Items excerpted from a collection
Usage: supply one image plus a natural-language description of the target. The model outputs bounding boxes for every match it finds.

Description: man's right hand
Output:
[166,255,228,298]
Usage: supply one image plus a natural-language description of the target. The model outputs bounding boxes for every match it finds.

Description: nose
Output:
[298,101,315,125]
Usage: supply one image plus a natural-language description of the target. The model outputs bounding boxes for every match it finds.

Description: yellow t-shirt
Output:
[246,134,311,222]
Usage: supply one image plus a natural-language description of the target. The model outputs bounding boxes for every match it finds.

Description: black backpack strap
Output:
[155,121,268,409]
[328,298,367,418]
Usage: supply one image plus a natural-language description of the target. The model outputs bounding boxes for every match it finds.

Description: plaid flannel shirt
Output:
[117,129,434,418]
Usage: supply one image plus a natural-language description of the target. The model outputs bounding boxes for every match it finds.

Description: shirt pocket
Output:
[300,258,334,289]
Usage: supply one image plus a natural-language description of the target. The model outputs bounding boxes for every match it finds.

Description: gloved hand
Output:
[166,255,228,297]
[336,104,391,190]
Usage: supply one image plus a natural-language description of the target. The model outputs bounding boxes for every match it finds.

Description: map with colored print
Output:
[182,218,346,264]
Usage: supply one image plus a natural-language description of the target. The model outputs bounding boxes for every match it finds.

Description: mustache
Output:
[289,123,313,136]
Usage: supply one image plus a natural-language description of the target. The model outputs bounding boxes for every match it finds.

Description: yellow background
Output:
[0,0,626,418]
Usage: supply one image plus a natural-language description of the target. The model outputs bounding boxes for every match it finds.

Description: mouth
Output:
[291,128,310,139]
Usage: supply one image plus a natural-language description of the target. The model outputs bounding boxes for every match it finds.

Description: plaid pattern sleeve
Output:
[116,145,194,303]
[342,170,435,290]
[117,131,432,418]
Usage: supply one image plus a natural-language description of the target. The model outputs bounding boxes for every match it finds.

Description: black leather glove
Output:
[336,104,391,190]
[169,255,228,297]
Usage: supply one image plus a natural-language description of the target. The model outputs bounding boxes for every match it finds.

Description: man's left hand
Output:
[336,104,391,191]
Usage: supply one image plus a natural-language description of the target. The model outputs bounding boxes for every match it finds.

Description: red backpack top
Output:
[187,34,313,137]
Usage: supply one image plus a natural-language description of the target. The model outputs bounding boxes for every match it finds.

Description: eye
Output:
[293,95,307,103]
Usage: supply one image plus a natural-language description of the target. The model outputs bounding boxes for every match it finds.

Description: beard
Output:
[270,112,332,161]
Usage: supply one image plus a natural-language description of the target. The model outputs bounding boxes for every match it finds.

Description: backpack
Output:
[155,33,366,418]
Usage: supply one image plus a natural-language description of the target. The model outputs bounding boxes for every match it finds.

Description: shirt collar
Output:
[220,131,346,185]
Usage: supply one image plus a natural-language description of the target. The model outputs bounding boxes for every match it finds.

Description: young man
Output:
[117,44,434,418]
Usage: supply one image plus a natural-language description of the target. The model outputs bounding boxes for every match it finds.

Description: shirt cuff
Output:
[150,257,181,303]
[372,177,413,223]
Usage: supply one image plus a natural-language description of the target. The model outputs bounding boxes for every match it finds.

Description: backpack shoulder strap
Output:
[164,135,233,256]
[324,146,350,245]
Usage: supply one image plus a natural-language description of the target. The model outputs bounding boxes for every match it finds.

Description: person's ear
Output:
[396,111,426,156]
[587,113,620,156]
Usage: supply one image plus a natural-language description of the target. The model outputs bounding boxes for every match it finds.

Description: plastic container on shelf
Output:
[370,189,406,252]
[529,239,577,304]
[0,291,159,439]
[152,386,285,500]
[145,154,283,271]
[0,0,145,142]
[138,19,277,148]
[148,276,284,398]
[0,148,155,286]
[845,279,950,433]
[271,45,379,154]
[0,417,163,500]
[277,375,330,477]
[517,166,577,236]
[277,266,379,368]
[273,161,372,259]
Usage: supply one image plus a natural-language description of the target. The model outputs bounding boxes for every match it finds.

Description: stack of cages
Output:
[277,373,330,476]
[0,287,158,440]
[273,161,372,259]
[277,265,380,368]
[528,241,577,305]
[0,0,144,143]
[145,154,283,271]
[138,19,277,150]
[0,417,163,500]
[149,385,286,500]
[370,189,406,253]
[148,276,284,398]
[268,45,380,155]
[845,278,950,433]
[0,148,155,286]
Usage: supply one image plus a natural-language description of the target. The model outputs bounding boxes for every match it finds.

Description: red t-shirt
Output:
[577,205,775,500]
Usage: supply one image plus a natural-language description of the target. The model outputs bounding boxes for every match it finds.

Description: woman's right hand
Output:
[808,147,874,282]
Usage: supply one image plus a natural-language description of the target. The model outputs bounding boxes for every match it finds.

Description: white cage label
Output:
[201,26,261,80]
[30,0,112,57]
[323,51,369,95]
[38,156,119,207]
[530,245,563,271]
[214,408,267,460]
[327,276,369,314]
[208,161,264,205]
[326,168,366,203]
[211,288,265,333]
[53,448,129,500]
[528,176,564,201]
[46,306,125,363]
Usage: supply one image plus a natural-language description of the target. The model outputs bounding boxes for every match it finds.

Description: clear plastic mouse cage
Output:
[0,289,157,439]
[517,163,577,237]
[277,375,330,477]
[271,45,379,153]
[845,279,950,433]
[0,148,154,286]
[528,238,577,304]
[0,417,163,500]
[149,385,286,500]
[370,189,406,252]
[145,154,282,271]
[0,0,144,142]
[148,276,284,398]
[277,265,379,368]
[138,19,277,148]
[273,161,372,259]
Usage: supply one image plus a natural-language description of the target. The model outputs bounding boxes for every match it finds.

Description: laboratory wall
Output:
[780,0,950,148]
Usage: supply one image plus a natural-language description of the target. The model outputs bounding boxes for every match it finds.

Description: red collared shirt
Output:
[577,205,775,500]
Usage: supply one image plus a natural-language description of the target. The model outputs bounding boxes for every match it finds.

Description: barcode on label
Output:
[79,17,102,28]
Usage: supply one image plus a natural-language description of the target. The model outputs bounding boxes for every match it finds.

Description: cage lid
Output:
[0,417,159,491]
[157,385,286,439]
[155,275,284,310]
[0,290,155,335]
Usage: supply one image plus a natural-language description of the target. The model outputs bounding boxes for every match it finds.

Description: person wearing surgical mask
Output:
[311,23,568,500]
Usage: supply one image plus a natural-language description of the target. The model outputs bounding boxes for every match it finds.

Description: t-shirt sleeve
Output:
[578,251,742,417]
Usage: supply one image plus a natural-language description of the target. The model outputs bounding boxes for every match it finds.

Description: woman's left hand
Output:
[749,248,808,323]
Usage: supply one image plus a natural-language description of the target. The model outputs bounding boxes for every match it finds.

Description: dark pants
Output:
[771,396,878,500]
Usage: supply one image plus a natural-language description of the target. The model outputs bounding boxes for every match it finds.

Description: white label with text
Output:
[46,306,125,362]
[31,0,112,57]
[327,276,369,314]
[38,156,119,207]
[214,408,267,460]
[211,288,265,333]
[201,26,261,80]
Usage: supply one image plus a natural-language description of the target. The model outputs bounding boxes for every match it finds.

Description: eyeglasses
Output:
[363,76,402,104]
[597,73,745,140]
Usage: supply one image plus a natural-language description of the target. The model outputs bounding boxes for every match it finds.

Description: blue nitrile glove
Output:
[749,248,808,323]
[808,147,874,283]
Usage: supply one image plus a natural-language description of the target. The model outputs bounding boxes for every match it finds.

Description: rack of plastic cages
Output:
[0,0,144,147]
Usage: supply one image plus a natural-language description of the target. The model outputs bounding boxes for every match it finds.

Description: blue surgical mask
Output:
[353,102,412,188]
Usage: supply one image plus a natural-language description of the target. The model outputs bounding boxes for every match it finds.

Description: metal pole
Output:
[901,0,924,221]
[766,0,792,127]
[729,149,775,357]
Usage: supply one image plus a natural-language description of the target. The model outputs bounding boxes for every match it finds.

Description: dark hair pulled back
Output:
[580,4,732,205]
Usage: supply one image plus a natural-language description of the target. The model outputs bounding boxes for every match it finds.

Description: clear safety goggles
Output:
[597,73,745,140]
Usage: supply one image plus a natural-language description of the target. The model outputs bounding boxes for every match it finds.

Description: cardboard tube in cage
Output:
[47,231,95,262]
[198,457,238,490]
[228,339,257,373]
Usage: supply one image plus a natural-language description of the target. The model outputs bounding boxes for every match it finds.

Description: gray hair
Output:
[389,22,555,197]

*GOAL:* How many lines of the items above contain the word "yellow"? Reply with the number alone.

*SOLUTION TO THE PROBLEM:* 2